Set exercise -
Using the passage below on transmission electron microscopy, answer these questions:
1. According to the passage, what sets the resolution limit in practice?
2. The sample absorbs or scatters electrons in proportion to what?
3. Onto what does the magnetic projector lens system project the electrons?

Text to read -

------------------------------

Transmission Electron Microscopy (TEM) method relies on the wave nature of the electron Resolution of this method can be limited by electron wavelength but, in practice, the limit is set by the performance of the magnetic lenses and the maintenance of stable magnetic fields. In this method a focused electron beam of sufficient energy passes through the sample in a vacuum chamber. Electrons are absorbed or scattered by various part of the sample in proportion to the local electron density, and the remainder are transmitted. An electromagnetic objective lens, collect the transmitted electron and magnifies the image of the sample into the object plane of a magnetic projector lens system, which induces the further magnification as it projects the electrons onto a fluorescent screen. The main problem concerns the preparation of the sample in a way that allows one to transfer it to the evacuated chamber of the microscope and be examined without undergoing changes in structure such as electrostatic charging, shrinkage and distortion [73,85].

------------------------------

Dataset -
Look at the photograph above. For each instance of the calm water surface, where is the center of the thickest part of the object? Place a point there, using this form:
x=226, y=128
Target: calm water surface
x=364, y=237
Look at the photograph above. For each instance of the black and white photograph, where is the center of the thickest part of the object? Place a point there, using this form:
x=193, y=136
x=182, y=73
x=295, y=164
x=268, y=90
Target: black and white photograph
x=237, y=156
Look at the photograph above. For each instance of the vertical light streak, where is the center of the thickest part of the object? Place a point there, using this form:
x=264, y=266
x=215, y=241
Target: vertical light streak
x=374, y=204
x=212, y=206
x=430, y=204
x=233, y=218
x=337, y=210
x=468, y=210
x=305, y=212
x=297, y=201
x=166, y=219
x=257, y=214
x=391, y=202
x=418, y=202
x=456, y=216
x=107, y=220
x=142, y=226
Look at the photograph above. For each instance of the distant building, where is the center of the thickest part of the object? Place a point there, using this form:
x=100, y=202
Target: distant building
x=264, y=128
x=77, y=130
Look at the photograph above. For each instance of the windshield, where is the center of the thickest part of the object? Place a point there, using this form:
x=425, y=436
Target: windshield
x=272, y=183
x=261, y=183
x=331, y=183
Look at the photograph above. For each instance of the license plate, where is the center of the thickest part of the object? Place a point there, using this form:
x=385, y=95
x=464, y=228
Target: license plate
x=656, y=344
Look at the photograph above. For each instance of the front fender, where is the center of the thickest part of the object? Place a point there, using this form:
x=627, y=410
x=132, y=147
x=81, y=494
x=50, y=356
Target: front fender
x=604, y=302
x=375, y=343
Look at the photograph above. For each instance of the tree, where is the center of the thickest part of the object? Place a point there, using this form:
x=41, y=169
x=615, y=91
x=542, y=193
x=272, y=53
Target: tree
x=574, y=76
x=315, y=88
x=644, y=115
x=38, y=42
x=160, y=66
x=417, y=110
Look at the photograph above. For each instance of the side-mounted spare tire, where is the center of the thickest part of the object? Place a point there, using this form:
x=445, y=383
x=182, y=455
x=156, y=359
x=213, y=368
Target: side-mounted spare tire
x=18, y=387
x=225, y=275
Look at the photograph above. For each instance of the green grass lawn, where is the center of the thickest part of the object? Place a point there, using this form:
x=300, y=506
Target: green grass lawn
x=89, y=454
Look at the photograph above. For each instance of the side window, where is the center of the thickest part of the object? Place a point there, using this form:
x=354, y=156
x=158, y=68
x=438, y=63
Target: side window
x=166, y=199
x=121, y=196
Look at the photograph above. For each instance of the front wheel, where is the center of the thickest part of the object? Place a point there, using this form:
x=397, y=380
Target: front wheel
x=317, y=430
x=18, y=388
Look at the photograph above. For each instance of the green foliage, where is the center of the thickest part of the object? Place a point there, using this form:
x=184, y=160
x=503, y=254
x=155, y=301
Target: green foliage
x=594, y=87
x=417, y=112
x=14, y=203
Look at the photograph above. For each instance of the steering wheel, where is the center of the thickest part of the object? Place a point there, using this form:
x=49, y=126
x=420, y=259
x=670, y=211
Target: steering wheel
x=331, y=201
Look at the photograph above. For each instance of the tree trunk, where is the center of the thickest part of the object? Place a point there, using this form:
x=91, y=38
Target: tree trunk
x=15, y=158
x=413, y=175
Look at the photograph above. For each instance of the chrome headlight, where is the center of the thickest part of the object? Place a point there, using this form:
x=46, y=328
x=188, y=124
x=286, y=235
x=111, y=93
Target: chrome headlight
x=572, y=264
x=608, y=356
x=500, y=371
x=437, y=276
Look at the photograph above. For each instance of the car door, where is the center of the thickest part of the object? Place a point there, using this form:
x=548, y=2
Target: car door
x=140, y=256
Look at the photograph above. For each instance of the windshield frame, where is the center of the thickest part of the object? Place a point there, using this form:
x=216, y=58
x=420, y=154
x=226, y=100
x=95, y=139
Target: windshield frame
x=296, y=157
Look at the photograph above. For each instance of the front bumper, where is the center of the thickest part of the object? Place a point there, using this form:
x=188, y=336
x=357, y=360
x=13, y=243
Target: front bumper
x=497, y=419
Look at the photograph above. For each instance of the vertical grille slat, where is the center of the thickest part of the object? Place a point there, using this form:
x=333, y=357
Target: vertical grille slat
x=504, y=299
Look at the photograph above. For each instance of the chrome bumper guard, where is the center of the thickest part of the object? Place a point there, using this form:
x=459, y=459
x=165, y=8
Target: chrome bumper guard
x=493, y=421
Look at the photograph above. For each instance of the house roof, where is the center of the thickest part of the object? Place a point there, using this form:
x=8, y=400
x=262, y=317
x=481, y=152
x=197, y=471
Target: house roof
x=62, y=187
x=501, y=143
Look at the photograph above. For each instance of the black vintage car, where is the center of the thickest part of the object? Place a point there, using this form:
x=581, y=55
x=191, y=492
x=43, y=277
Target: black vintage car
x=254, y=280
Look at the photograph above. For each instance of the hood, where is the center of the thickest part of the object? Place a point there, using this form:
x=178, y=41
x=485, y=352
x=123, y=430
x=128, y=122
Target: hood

------------------------------

The output -
1. The performance of the magnetic lenses and the maintenance of stable magnetic fields.
2. The local electron density.
3. A fluorescent screen.